(PROBLEM DESCRIPTION) Repeat the data below, substituting "Please mark" for each occurrence of "Would you kindly tag" and leaving everything else unchanged.

(Dataset records on where objects are located)

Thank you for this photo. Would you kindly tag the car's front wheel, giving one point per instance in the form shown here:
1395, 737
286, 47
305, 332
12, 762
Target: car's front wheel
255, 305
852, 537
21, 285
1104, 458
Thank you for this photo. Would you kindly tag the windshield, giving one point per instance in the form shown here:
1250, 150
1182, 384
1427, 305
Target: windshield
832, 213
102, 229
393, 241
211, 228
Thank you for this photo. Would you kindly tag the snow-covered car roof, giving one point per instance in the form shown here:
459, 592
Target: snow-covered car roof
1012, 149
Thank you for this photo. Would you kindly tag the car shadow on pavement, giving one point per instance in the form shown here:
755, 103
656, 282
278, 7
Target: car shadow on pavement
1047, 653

(ANSWER TO THIS PROBLEM)
Thank you for this photo. Please mark the car's front wheel, giving one point per instance in the form shown here:
1395, 737
286, 47
305, 332
12, 762
Target: car's front wheel
255, 305
852, 537
21, 285
1104, 458
Thank you for this photo. Please mark the windshield, giving one point per instance in the form shown here:
1250, 150
1182, 384
1427, 305
Target: windshield
832, 213
102, 229
393, 241
211, 228
Thank you for this photo. Please mark the snow-covered car roof, giving one point per instance in the form shown here:
459, 592
Target: snow-covered car roof
1012, 149
Thank you for this photo. Please mark the car shadow on pavement, giving one point per instance in the form shown here:
755, 103
656, 282
278, 7
Target: car shadow on pavement
1047, 653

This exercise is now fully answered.